• ACTIVITY: Swap every "rough mask" in the lines below for "coarse mask", keeping everything else unchanged.
--- PROVIDED ENTRIES ---
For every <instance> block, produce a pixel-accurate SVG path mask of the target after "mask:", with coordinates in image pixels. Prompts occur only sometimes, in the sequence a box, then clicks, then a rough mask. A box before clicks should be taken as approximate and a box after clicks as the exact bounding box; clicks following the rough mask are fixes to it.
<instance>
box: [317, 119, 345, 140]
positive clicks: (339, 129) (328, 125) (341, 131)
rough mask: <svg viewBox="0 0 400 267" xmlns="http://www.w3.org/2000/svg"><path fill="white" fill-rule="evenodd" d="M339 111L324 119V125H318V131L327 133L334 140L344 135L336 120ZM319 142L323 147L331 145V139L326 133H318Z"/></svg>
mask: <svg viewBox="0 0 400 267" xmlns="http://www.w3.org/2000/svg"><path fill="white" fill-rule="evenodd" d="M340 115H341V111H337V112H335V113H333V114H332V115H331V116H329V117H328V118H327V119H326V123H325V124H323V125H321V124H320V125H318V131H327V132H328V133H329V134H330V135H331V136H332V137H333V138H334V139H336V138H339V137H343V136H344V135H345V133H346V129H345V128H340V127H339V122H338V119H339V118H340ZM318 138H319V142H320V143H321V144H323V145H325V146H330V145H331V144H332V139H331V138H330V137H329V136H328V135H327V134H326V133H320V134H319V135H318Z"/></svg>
---
• EXERCISE RESULT:
For every <instance> block, produce a pixel-accurate SVG path mask of the target after "mask:", with coordinates in image pixels. Prompts occur only sometimes, in the sequence a box, then clicks, then a coarse mask. A box before clicks should be taken as approximate and a box after clicks as the exact bounding box; clicks following the coarse mask are fixes to it.
<instance>
box: [317, 119, 345, 140]
positive clicks: (339, 129) (328, 125) (341, 131)
coarse mask: <svg viewBox="0 0 400 267" xmlns="http://www.w3.org/2000/svg"><path fill="white" fill-rule="evenodd" d="M339 111L324 119V125H318V131L327 133L334 140L344 135L336 120ZM319 142L323 147L331 145V139L326 133H318Z"/></svg>
mask: <svg viewBox="0 0 400 267" xmlns="http://www.w3.org/2000/svg"><path fill="white" fill-rule="evenodd" d="M340 115H341V111H337V112H335V113H333V114H332V115H331V116H329V117H328V118H327V119H326V123H325V124H323V125H321V124H320V125H318V131H327V132H328V133H329V134H330V135H331V136H332V137H333V138H334V139H336V138H339V137H343V136H344V135H345V133H346V129H345V128H340V127H339V122H338V119H339V118H340ZM318 138H319V142H320V143H321V144H323V145H325V146H330V145H331V144H332V139H331V138H330V137H329V136H328V135H327V134H326V133H320V134H319V135H318Z"/></svg>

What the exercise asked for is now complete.